Task description: Copy out the lines of the records below, and only those lines, from the one with "Target: white window trim" through the one with "Target: green shrub", exactly as they appear.

[Dataset excerpts]
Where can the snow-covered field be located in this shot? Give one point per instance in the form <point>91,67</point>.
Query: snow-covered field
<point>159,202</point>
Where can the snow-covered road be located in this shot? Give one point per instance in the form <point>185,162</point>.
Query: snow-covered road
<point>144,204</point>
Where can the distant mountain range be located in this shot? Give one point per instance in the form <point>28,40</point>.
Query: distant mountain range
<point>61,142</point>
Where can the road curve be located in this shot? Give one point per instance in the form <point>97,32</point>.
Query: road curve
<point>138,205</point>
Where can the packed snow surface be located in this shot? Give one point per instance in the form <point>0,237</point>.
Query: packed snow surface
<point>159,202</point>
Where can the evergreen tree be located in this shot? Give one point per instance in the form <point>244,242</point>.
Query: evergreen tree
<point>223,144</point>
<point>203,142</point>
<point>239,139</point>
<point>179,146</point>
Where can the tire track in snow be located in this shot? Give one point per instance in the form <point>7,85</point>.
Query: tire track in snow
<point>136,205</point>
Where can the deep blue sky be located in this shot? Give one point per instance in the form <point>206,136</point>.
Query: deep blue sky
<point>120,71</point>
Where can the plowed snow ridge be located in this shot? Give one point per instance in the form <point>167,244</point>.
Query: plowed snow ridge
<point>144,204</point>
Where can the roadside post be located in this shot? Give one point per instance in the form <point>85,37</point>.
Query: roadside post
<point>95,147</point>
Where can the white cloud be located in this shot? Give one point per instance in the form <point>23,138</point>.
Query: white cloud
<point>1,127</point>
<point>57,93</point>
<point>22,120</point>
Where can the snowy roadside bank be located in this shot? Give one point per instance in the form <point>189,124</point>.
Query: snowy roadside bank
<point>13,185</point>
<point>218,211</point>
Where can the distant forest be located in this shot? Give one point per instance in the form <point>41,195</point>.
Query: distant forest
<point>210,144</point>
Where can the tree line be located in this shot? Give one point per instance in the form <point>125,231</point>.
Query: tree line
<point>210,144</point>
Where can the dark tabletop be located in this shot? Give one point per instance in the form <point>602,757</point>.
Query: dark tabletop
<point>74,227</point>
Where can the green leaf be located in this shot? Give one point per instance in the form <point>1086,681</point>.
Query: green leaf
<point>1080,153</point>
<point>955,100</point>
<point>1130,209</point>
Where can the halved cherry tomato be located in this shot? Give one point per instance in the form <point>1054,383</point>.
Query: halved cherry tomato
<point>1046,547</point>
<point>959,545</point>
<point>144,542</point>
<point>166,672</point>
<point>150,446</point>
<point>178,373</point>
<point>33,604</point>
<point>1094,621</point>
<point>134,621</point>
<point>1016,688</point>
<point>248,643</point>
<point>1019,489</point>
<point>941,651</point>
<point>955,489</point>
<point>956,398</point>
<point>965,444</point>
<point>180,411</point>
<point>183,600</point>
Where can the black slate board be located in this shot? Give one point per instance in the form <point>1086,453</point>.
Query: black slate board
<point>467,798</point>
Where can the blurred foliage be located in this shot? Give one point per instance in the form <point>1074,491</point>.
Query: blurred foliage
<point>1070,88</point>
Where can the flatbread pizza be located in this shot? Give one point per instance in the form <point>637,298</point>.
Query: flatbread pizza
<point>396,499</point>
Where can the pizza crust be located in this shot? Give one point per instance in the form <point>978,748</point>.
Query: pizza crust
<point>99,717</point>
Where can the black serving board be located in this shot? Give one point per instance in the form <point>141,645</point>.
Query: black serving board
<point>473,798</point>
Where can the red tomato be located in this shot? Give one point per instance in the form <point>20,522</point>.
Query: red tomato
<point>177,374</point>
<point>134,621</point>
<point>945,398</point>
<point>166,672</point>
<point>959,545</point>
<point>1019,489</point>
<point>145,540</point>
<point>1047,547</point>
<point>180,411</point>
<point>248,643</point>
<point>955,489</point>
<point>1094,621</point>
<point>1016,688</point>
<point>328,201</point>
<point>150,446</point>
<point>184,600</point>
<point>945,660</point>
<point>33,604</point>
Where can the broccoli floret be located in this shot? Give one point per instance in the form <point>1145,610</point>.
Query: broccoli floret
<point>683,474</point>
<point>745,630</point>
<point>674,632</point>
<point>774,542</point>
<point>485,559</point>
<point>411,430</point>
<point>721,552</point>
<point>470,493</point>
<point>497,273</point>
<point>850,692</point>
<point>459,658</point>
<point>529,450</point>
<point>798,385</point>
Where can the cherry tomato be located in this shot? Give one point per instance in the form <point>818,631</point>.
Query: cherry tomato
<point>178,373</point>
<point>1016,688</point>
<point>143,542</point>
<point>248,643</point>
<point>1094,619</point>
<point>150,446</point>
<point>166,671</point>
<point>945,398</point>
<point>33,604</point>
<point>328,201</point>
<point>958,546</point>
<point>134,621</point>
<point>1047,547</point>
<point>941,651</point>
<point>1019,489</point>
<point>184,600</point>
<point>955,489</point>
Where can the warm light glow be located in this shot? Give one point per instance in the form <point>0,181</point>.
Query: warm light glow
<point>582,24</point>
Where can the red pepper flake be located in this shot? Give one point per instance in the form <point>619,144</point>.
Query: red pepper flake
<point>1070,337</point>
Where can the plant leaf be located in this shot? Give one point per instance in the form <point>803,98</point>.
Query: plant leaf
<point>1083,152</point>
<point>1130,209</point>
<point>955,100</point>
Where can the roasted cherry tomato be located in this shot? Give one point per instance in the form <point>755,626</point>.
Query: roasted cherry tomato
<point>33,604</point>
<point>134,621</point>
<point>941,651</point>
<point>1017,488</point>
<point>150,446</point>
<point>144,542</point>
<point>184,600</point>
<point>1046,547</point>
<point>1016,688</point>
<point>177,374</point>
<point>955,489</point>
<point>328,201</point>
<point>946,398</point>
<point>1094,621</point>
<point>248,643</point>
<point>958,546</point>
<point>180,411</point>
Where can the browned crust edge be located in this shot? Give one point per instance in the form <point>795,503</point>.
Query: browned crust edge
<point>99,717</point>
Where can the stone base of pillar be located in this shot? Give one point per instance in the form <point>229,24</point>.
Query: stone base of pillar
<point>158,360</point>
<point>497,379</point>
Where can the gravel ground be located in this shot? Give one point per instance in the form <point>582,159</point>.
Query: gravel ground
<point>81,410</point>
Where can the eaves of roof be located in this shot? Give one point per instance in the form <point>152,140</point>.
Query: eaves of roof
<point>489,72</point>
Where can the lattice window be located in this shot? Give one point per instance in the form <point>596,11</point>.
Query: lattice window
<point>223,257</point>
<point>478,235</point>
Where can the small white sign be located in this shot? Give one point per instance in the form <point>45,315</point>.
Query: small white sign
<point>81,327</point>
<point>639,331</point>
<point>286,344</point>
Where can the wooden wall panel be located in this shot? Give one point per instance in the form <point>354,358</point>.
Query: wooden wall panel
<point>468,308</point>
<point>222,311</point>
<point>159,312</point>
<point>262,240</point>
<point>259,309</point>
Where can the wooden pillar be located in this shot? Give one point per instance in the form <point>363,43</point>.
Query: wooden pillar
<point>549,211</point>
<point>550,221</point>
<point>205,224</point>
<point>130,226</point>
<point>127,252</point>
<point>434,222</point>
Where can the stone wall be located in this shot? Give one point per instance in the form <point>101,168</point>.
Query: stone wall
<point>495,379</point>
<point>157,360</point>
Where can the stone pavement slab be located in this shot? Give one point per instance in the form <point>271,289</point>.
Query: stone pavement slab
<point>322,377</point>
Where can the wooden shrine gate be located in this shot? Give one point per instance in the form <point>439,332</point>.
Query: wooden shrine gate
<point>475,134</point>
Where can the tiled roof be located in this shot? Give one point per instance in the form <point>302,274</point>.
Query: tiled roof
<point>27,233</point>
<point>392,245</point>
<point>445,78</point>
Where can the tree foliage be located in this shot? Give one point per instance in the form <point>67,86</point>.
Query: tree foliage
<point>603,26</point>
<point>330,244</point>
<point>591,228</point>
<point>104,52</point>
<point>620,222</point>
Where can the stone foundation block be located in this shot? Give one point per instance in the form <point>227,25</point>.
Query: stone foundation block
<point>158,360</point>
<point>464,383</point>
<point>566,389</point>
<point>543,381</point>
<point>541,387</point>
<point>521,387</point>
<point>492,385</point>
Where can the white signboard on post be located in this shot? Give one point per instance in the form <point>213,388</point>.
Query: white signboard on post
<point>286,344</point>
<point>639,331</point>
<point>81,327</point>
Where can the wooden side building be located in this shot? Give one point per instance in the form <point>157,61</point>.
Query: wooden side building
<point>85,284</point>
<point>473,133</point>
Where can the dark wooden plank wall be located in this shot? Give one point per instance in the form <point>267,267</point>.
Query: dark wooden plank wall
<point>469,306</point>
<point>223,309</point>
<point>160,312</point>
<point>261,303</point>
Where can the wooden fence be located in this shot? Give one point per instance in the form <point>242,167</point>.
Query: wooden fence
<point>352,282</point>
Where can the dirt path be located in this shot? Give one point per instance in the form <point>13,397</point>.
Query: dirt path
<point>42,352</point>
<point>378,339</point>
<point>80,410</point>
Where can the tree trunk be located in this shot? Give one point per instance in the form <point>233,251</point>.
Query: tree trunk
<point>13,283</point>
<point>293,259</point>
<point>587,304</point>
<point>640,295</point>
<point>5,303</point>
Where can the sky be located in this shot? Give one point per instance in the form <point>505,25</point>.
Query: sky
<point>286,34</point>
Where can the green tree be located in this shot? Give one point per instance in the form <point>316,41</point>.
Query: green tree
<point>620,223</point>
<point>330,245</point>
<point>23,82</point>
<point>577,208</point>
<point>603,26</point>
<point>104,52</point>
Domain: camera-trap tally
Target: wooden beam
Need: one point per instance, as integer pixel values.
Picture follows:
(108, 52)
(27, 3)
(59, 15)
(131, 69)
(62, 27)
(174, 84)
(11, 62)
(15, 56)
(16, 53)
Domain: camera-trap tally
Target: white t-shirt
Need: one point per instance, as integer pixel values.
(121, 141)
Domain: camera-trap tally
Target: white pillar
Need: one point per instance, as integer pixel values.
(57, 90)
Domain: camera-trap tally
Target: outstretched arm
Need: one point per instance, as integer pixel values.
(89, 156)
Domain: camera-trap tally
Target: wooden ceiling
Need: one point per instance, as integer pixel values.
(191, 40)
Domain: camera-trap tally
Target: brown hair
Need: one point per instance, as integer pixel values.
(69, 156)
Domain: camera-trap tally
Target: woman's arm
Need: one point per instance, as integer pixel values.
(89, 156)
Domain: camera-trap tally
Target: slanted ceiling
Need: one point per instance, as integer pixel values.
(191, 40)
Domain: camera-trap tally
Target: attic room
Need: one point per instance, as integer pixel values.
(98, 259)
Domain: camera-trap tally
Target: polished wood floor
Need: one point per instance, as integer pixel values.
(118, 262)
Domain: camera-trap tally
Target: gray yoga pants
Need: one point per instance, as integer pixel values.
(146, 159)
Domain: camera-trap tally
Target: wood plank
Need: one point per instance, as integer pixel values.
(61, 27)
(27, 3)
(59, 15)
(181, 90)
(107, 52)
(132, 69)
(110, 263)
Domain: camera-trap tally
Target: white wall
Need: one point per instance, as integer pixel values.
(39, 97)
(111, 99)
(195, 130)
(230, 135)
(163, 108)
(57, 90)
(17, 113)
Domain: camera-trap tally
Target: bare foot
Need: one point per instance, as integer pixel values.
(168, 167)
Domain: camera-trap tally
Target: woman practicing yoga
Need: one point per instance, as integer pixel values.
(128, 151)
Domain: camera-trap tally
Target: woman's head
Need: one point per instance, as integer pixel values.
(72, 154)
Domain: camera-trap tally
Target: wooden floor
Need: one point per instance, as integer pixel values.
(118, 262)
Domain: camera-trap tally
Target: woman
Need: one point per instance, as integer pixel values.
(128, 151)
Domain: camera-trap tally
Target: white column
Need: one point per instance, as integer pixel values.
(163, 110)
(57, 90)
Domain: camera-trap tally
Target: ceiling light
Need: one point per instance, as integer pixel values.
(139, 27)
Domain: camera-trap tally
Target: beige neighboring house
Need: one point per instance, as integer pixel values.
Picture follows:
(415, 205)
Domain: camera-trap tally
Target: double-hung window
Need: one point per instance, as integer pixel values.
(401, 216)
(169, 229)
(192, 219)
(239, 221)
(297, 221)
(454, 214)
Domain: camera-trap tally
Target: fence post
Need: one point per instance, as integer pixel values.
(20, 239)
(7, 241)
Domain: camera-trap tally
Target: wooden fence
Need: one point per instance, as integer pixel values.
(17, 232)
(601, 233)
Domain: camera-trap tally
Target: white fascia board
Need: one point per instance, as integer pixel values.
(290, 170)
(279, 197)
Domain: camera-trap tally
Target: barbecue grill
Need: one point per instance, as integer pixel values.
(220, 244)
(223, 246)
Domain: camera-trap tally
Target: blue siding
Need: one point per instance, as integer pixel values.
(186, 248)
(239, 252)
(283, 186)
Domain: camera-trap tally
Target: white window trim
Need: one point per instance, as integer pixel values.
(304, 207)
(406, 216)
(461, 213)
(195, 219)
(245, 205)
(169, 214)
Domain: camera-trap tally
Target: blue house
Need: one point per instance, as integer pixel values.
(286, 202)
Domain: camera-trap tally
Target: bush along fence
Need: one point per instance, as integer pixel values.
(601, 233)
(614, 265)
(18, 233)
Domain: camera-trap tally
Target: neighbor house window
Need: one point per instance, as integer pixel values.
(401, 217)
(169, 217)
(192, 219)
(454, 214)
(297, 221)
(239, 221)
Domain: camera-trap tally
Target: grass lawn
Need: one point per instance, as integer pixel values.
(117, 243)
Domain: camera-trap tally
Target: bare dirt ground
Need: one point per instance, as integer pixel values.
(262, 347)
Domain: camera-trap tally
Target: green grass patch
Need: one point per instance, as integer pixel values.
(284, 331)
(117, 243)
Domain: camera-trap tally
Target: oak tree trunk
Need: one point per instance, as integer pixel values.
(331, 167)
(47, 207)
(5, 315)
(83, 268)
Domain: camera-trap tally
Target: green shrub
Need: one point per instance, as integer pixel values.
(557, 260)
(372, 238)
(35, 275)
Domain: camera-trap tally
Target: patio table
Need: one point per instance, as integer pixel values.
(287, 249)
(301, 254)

Response to the task:
Target: white window trim
Need: one point per instance, as integer pixel values.
(304, 207)
(406, 216)
(461, 213)
(195, 219)
(245, 205)
(169, 214)
Domain: camera-trap tally
Target: blue house
Need: one point per instance, as integer pixel values.
(286, 202)
Domain: camera-trap tally
Target: bush along fence
Need: one point per instance, as integer pixel values.
(601, 233)
(614, 265)
(18, 233)
Domain: camera-trap tally
Target: neighbor house window
Need: one point per instance, as integer pixel values.
(401, 217)
(169, 217)
(192, 219)
(454, 214)
(297, 221)
(239, 221)
Domain: camera-trap tally
Target: grass lawn
Need: one point per instance, as integer pixel values.
(117, 243)
Domain: camera-trap tally
Target: bare dirt ground
Need: one point per instance, as integer pixel values.
(262, 347)
Domain: camera-trap tally
Target: green grass patch
Need: one point per instance, as integer pixel values.
(284, 331)
(117, 243)
Domain: camera-trap tally
Target: oak tree trunk
Need: one point per instance, as integer pixel values.
(331, 167)
(47, 207)
(5, 315)
(83, 268)
Domain: camera-trap tally
Target: green shrub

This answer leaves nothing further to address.